PROBLEM TO SOLVE:
List every line below that contains the word "nose". Case counts.

SOURCE RECORDS:
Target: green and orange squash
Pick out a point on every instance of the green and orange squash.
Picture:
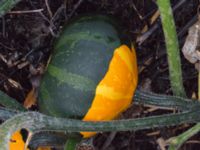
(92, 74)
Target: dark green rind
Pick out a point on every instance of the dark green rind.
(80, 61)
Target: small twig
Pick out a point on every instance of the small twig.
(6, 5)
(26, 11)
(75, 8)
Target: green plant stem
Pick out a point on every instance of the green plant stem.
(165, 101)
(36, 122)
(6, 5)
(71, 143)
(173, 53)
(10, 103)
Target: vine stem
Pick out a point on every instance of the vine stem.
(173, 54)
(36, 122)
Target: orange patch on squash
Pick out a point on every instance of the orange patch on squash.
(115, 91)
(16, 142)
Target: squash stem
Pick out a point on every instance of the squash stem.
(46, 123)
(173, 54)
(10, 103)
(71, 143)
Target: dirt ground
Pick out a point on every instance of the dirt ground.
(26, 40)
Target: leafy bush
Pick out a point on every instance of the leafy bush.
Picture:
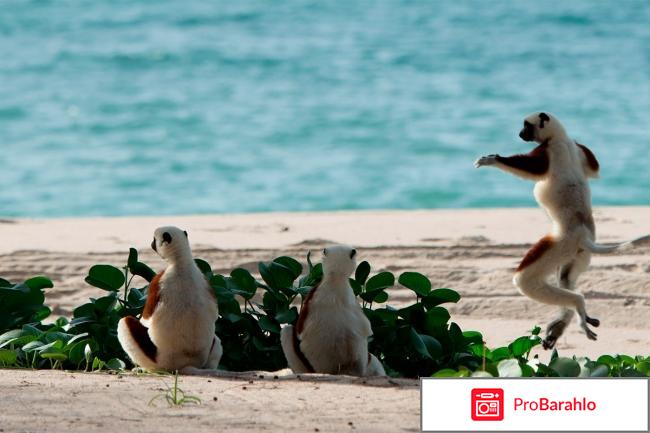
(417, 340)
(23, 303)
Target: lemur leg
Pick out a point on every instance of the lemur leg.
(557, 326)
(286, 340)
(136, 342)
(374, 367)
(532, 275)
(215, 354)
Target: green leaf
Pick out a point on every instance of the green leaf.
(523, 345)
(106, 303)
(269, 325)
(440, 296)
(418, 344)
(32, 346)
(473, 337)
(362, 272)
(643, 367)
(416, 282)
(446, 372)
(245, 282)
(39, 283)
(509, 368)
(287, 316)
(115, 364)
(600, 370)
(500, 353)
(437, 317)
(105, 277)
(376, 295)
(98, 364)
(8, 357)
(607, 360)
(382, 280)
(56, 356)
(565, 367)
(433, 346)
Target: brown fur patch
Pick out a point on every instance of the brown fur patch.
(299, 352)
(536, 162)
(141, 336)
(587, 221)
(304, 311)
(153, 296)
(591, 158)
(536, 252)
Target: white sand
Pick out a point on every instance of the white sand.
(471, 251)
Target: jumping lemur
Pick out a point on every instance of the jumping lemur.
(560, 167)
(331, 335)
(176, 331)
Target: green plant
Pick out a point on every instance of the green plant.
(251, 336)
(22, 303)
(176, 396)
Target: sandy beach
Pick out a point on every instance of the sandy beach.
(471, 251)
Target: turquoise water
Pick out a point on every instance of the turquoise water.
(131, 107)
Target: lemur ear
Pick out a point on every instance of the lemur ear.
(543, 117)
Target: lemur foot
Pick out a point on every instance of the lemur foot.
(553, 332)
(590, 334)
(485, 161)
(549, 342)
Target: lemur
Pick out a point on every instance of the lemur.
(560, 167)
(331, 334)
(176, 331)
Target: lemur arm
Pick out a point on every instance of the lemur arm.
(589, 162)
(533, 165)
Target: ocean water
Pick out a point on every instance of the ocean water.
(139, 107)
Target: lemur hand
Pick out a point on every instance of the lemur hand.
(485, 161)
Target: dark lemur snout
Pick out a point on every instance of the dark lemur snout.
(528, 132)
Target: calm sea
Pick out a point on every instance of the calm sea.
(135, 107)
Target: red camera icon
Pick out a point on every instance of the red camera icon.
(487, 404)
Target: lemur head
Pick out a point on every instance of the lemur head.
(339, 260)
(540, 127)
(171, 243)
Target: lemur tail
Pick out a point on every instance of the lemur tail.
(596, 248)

...

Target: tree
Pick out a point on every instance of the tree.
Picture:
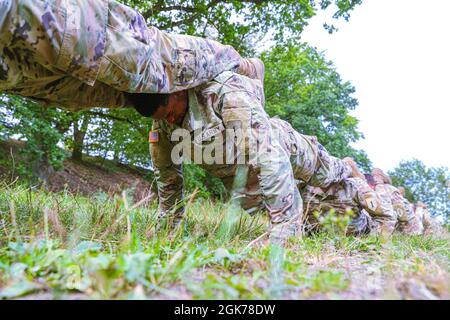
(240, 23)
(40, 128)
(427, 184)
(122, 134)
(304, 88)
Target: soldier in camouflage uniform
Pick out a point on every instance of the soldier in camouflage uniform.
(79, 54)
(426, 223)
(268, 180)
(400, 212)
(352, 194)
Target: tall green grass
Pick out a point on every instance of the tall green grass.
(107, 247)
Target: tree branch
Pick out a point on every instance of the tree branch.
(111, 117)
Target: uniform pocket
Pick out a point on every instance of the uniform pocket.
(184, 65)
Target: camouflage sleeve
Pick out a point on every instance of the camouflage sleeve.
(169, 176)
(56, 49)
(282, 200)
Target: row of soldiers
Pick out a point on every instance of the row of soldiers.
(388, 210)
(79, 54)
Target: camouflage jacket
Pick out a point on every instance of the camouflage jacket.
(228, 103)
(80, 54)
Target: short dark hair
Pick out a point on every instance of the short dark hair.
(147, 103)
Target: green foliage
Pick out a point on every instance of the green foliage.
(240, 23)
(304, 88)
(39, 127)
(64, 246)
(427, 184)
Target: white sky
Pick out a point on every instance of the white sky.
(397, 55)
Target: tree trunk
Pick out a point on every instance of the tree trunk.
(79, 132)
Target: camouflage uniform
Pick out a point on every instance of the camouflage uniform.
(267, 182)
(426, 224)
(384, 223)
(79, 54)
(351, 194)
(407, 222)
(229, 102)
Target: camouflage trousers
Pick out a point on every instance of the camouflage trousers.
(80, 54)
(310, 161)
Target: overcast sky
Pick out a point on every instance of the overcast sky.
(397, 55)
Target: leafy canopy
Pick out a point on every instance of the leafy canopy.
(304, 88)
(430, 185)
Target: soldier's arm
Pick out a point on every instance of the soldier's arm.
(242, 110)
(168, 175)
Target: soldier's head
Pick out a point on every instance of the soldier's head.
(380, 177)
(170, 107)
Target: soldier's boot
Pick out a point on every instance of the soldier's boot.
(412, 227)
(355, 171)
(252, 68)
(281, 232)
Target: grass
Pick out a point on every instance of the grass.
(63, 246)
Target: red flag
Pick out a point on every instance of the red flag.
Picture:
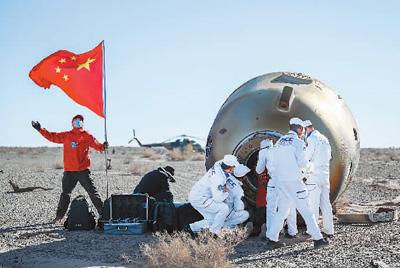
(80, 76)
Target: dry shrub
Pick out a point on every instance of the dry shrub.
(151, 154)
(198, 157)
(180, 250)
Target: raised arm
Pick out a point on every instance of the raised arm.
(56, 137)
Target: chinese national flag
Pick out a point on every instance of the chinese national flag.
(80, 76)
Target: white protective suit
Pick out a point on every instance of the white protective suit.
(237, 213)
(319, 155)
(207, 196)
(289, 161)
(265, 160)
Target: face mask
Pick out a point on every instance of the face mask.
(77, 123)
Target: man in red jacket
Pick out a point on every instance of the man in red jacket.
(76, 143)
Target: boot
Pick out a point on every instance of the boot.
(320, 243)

---

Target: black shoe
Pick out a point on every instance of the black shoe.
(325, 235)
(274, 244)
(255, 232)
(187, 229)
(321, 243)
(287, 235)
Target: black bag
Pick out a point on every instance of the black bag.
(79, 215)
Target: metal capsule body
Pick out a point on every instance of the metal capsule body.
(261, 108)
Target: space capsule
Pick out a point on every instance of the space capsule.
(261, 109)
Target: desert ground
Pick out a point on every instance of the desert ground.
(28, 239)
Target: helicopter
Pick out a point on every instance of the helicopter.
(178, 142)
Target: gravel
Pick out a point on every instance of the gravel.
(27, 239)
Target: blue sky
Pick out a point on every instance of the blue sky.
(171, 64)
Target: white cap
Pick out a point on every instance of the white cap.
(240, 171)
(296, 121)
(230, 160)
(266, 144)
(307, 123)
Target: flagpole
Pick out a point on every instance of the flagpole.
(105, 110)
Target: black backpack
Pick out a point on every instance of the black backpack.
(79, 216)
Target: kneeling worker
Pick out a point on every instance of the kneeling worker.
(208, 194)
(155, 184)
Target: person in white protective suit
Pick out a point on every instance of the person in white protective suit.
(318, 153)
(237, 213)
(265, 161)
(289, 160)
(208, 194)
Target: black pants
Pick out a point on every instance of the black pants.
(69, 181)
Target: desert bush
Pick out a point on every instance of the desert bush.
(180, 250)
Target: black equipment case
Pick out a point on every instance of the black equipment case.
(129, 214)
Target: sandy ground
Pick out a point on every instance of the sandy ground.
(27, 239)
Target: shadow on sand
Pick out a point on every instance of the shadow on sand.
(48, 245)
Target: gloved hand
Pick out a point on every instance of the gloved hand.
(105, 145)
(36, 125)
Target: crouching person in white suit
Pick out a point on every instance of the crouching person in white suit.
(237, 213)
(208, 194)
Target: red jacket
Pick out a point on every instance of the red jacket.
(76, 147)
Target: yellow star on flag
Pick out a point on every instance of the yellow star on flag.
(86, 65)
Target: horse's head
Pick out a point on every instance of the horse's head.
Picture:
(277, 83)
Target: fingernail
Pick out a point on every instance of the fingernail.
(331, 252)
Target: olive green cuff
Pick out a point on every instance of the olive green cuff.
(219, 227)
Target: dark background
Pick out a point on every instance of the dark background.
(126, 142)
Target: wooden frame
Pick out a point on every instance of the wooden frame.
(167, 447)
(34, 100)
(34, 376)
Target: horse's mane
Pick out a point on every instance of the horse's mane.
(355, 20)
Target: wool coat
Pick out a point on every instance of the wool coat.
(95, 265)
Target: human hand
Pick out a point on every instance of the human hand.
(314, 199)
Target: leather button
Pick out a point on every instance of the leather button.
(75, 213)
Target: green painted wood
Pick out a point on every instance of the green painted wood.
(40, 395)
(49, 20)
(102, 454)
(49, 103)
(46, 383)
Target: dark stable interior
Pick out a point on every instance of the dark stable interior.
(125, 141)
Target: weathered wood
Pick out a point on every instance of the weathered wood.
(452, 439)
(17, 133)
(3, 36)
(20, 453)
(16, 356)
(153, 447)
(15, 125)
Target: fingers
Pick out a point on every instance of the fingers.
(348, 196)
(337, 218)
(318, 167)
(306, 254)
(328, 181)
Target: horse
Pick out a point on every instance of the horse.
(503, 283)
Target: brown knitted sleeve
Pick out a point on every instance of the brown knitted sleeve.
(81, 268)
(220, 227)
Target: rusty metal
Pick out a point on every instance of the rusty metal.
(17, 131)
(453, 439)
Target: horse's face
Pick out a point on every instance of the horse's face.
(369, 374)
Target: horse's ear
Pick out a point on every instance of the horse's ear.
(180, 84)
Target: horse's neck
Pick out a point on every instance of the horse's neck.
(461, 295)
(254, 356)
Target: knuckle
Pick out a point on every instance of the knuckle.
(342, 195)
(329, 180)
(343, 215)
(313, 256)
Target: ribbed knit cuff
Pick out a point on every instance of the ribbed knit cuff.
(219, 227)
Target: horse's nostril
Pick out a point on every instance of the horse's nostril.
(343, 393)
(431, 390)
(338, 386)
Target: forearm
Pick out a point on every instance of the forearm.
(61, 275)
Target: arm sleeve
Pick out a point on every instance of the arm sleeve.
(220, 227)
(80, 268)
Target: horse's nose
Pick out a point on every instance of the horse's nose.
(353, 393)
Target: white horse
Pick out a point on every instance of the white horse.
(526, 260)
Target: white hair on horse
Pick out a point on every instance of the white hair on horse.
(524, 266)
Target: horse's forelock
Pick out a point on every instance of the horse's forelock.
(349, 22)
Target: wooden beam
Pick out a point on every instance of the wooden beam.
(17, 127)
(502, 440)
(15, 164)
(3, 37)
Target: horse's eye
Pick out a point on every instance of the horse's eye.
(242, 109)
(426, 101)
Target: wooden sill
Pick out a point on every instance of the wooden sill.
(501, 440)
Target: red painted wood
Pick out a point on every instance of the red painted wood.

TASK OUTPUT:
Target: horse's nose
Pick out a point on every instance of the horse's nose.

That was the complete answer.